#### WHAT YOU HAVE TO DO
From the listing below, pull out every line where the string "instance" appears.

◇ ◇ ◇ ◇

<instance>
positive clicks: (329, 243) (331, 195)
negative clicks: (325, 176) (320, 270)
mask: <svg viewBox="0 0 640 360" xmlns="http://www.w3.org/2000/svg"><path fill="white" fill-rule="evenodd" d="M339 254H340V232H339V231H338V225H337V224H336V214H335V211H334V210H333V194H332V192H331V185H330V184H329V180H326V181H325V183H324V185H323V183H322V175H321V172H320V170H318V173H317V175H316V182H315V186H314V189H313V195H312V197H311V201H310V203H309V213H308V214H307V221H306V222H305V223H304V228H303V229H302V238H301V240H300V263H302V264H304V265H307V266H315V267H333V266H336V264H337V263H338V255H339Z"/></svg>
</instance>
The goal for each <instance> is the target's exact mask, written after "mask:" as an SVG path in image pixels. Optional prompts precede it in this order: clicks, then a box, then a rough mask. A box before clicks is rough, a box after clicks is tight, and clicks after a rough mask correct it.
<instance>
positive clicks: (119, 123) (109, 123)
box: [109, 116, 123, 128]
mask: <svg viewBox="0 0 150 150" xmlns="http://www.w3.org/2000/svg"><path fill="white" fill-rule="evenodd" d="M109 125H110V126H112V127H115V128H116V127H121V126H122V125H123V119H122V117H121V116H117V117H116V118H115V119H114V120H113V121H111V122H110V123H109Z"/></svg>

◇ ◇ ◇ ◇

#### COMPLETED EXERCISE
<instance>
</instance>
The goal for each <instance> is the target's exact mask, written after "mask:" as an SVG path in image pixels. Optional prompts precede it in this order: clicks, then a box, then a rough mask. A box before clicks is rough, a box after clicks is tight, and clicks after a rough mask correct it.
<instance>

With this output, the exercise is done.